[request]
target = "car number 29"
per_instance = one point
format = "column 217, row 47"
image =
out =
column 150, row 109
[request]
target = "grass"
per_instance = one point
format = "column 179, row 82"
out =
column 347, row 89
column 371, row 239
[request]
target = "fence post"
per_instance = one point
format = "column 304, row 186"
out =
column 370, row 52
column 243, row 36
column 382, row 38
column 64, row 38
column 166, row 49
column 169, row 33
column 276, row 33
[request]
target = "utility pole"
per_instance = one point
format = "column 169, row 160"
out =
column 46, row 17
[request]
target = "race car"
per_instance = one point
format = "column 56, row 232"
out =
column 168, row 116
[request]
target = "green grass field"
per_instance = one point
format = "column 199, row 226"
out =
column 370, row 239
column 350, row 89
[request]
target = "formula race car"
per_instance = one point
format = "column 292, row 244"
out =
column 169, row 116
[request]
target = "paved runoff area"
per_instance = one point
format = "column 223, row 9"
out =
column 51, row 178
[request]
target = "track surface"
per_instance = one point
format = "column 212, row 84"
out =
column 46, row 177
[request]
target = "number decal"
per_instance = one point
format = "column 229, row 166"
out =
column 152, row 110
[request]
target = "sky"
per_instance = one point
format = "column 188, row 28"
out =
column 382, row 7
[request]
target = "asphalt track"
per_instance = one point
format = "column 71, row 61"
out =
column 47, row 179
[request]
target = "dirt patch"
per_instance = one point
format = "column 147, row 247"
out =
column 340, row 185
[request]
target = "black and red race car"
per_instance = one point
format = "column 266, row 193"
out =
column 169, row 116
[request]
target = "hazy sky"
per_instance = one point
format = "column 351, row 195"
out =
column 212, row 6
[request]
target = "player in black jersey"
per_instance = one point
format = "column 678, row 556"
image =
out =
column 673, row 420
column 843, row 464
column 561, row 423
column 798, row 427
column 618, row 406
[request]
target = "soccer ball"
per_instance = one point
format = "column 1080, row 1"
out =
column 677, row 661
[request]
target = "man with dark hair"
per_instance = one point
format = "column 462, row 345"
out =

═══

WHAT YOU WILL DO: Starting with the very first of the lines above and going on through the line that contains "column 371, row 239", quote each of those lines word for word.

EXPECTED ANSWER:
[request]
target = "car number 29"
per_instance = one point
format = "column 217, row 47"
image =
out =
column 150, row 109
[request]
target = "grass"
per_instance = one point
format = "column 179, row 82"
out =
column 347, row 89
column 371, row 239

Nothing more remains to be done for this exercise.